##### PAGE EXTRACT #####

ClassyPrelude: The good, the bad, and the ugly

August 3, 2012

GravatarMichael Snoyman

First a message from our sponsors: Yesod 1.1 is fully tested and ready for release. I'm holding off until the beginning of next week, since I hate making major releases on a Friday (if there are any bugs, I won't be around on Saturday to fix them). If you're really eager to check it out, you can get the latest and greatest from Github.


I promised to write this blog post a week or two ago, but never got around to it. Dan Burton reminded me about it yesterday... so here's paying off my debt :).

So far, most of the discussion around classy-prelude has focused around the "classy" bits. As Felipe mentioned a few weeks ago, there's a lot more going on than just the classy parts. So I'd like to break open the discussion more and explain what exactly is going on.

Before we start, I think I need to give a bit of an explanation of my development strategy, as I think some people don't understand my approach. When attacking a problem for the first time, I throw in the kitchen sink. Many people prefer to take a more iterative approach, adding features one step at a time after a lot of careful testing. And in many cases, I think that's the only valid approach.

But for a project like classy-prelude, I'm interested in being much more experimental. That means I'm happy to throw in some half-baked ideas to see if they work. Don't mistake that as me saying I fully endorse and recommend this approach. On the contrary, as I hope this post makes clear, I'm highly skeptical of some the choices I made. But I'm also a firm believer that we won't know if the choices were bad unless we try them out.

#####

▶ STATED EXERCISE 1: In the ClassyPrelude blog post, why is the author waiting until the beginning of next week to release Yesod 1.1?
The blog post and the rows are unrelated to each other.

##### INPUT DATA #####

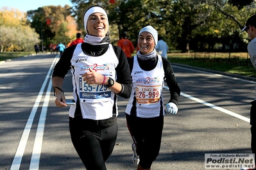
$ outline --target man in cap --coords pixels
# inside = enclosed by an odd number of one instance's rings
[[[251,61],[256,69],[256,14],[251,16],[246,21],[245,27],[242,29],[248,35],[251,42],[247,46]],[[256,88],[255,88],[256,89]],[[256,95],[251,102],[250,122],[252,141],[251,147],[253,153],[256,153]],[[256,163],[255,163],[256,164]]]

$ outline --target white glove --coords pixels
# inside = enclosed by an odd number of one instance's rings
[[[176,114],[178,110],[178,107],[175,103],[169,102],[166,105],[167,113]]]

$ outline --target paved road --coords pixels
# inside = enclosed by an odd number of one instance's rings
[[[46,54],[0,63],[0,170],[84,169],[71,142],[69,108],[54,104],[51,74],[57,59]],[[182,92],[179,111],[165,116],[160,153],[151,169],[205,169],[205,153],[250,153],[255,82],[173,68]],[[67,96],[71,77],[65,79]],[[167,89],[164,93],[166,102]],[[117,144],[107,166],[135,170],[124,114],[127,100],[119,100]]]

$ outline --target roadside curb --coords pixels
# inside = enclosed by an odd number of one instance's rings
[[[46,53],[38,54],[37,54],[37,56],[44,55],[44,54],[51,54],[51,53],[49,52],[46,52]],[[21,57],[19,57],[19,58],[27,58],[27,57],[36,56],[37,56],[36,54],[31,54],[26,55],[26,56],[21,56]],[[16,58],[13,58],[13,59],[16,59]],[[4,63],[7,62],[7,61],[10,61],[12,60],[13,60],[13,59],[6,59],[6,60],[4,60],[4,61],[0,61],[0,64]]]
[[[210,70],[210,69],[207,69],[207,68],[203,68],[192,66],[189,66],[189,65],[182,65],[182,64],[178,64],[178,63],[171,63],[171,65],[175,65],[175,66],[185,67],[185,68],[191,68],[191,69],[194,69],[194,70],[204,71],[204,72],[210,72],[210,73],[224,75],[230,76],[230,77],[235,77],[235,78],[239,78],[241,79],[244,79],[244,80],[250,81],[256,81],[255,77],[247,77],[247,76],[241,75],[234,74],[234,73],[225,73],[225,72],[212,70]]]

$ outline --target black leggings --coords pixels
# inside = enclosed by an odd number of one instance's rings
[[[251,111],[250,111],[250,122],[251,124],[251,148],[253,153],[256,154],[256,101],[253,100],[251,102]],[[256,164],[256,159],[255,160]]]
[[[113,151],[117,130],[116,118],[102,121],[70,118],[71,140],[87,170],[107,170],[105,162]]]
[[[141,118],[126,115],[127,127],[134,143],[136,152],[140,157],[140,166],[150,168],[159,154],[161,145],[164,116]]]

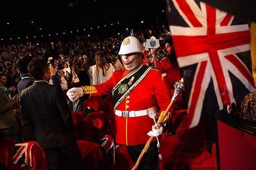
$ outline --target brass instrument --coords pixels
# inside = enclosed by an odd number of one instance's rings
[[[153,54],[158,59],[162,60],[167,57],[168,51],[165,48],[158,48],[156,49]]]

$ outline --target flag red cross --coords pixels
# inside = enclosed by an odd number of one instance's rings
[[[188,110],[190,117],[194,117],[197,107],[200,107],[201,109],[202,107],[202,103],[198,106],[198,103],[200,102],[199,98],[204,98],[205,86],[208,86],[208,84],[202,84],[206,78],[205,72],[208,64],[210,65],[212,72],[208,76],[213,77],[213,81],[216,82],[217,83],[214,84],[215,92],[220,94],[221,98],[219,99],[218,103],[220,109],[222,109],[223,105],[226,106],[234,102],[233,97],[230,96],[230,92],[232,89],[227,85],[227,79],[225,78],[224,73],[226,71],[225,70],[230,68],[230,66],[234,66],[250,86],[254,87],[251,74],[235,54],[229,53],[223,56],[220,55],[221,50],[223,49],[248,45],[250,40],[248,28],[245,27],[245,29],[241,29],[241,27],[239,27],[240,31],[238,31],[235,25],[232,25],[232,27],[230,25],[234,16],[204,3],[200,2],[201,10],[194,1],[172,1],[178,12],[189,26],[188,27],[170,26],[179,64],[181,67],[190,65],[192,63],[189,62],[192,61],[196,61],[195,63],[193,64],[199,64],[190,96]],[[226,28],[226,30],[229,29],[230,31],[222,31],[221,29],[220,31],[219,29],[222,27]],[[194,31],[191,34],[192,35],[188,33],[190,32],[191,30]],[[224,59],[233,65],[229,65],[229,68],[224,68],[222,64]],[[202,92],[202,88],[204,86],[205,86],[204,93],[200,94]],[[232,86],[231,87],[232,88]],[[202,95],[203,96],[201,96]]]

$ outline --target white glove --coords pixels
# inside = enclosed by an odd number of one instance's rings
[[[153,136],[154,137],[157,137],[163,133],[164,128],[162,126],[161,126],[158,129],[155,129],[157,125],[157,124],[156,124],[154,126],[152,126],[152,131],[150,131],[147,134],[148,136]]]
[[[72,102],[76,101],[84,94],[84,91],[81,87],[74,87],[67,92],[67,96]]]

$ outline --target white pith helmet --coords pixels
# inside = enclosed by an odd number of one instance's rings
[[[126,55],[133,53],[143,54],[142,49],[139,40],[134,37],[128,37],[122,43],[119,55]]]

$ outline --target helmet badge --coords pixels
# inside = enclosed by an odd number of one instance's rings
[[[156,42],[155,40],[152,40],[150,41],[150,46],[151,46],[152,48],[154,48],[156,44]]]
[[[128,45],[128,44],[130,44],[130,38],[129,38],[128,37],[127,37],[124,40],[122,44],[123,44],[123,45]]]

#####

▶ STATED EXERCISE 2: Tally the lines of the rows that contain the word "helmet", and reply with the number alone.

▶ FINISHED ANSWER 1: He hates making major releases on a Friday, because he won't be around on Saturday to fix any bugs.

▶ FINISHED ANSWER 2: 2